§ WORK TO BE COMPLETED:
Reproduce the material below, substituting "minimal" for each occurrence of "compact" and keeping everything else unchanged.

§ Some records:
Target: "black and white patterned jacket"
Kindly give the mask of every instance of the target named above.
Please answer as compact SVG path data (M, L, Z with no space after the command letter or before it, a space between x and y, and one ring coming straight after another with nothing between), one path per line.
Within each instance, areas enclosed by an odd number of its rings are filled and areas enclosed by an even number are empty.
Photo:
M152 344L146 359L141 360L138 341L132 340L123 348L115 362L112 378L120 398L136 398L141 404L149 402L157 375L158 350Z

§ SOLUTION FOR THIS EXERCISE:
Target: "black and white patterned jacket"
Kindly give the mask of every instance of the target named above.
Please answer as minimal SVG path data (M, L, Z with no space after the command letter or before it, a space between x and y, and one ring coming straight after another with nothing between), one path per line.
Within each instance, areas enclosed by an odd number of its rings are filled and areas enclosed by an even number are empty.
Photo:
M152 344L146 359L141 360L138 341L132 340L123 348L115 362L112 378L120 398L136 398L141 404L149 402L157 375L158 350Z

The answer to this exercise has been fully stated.